- _DOCUMENT TEXT_
In a letter dated March 18, 2010 (id. at 38), defendant Amirjazil sent another cease and desist demand to Ace Press in Fort Myers, Florida from Washington, D.C. The letter was on the same letterhead as the prior letter. Amirjazil stated that Ace Press had still misappropriated the ACE PRESS trademark, and demanded that Ace Press cease and desist all use of the ACE PRESS mark by May 31, 2010, or else his attorney was prepared to proceed with litigation. (Id. at 39.)

- _SET TASK 1_
Say whether each statement agrees with the letter excerpt. Answer yes or no and quote the deciding words from the excerpt.
(a) The March 18, 2010 letter was sent from Washington, D.C.
(b) The letter gave Ace Press until June 30, 2010 to stop using the mark.
(c) The letter used different letterhead from the prior letter.
The entries have no connection to the letter excerpt.

- _DATASET ENTRIES_
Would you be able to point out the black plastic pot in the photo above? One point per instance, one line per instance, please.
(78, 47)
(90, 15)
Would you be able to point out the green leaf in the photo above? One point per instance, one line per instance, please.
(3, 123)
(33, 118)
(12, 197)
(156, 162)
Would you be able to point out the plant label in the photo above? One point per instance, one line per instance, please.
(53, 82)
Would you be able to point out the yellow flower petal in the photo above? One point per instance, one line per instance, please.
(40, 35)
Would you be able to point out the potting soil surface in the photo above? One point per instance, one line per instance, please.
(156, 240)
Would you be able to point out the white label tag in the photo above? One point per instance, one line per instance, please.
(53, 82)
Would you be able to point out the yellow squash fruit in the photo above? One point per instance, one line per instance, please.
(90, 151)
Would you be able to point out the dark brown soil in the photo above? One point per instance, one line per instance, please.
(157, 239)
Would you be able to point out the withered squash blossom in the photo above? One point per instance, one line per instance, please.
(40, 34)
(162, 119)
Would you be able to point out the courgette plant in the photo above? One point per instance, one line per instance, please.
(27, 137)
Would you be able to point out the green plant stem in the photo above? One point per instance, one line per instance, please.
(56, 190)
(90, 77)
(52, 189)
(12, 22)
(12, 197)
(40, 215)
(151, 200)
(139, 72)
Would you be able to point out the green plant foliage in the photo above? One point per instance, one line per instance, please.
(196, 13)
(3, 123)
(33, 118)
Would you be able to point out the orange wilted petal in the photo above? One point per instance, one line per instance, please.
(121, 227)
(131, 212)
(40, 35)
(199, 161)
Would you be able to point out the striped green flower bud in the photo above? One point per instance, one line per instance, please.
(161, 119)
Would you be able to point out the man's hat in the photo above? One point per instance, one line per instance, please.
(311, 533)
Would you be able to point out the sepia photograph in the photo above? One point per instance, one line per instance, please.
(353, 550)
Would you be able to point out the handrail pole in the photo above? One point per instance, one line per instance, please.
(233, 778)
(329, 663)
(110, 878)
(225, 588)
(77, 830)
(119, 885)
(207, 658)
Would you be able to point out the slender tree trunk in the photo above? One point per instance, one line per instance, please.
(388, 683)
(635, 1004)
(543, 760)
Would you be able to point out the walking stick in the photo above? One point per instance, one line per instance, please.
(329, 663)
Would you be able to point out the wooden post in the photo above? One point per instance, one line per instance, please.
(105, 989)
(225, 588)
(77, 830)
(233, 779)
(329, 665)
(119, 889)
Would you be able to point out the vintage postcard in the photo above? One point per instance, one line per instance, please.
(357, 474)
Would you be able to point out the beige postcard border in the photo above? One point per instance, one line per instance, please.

- _SET TASK 2_
Rescale the entries from the line holding "Would you be able to point out the wooden" through the end of the entries, inclusive. Give each of those lines again, requests included, with every coordinate in the answers multiplied by 2.55 and rounded to a whole number, halves rounded up.

- _WRITTEN REPLY 1_
(a) Yes: "sent another cease and desist demand to Ace Press in Fort Myers, Florida from Washington, D.C."
(b) No: "cease and desist all use of the ACE PRESS mark by May 31, 2010"
(c) No: "The letter was on the same letterhead as the prior letter."

- _WRITTEN REPLY 2_
Would you be able to point out the wooden post in the photo above? One point per instance, one line per instance, please.
(268, 2522)
(574, 1499)
(196, 2117)
(594, 1986)
(839, 1696)
(303, 2267)
Would you be able to point out the vintage postcard in the photo above? One point per instance, one line per instance, please.
(910, 1209)
Would you be able to point out the beige postcard border in the photo above? One point per instance, one line per instance, please.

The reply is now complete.